- **GOAL**: From the rows below, pull out each line that contains the word "uniformed".

- **INFORMATION SHOWN**:
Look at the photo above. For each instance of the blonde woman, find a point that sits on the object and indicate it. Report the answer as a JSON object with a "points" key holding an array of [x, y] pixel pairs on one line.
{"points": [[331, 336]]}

--

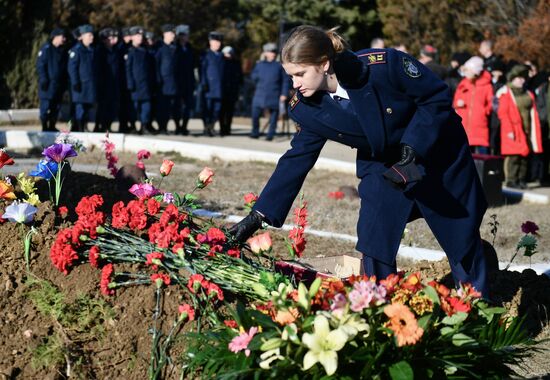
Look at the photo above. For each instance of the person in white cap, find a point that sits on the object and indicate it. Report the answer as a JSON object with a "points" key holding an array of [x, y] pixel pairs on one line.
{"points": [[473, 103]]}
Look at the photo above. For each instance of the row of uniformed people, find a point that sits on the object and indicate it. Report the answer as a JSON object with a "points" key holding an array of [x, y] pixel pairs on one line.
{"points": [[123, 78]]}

- **RESULT BELOW**:
Look at the photo above. For each instance of the row of uniformed people, find a point that sits on the object and indicate it. Report the answer as a JSON object with a "points" key holding an array of [x, y] pixel pairs on one line.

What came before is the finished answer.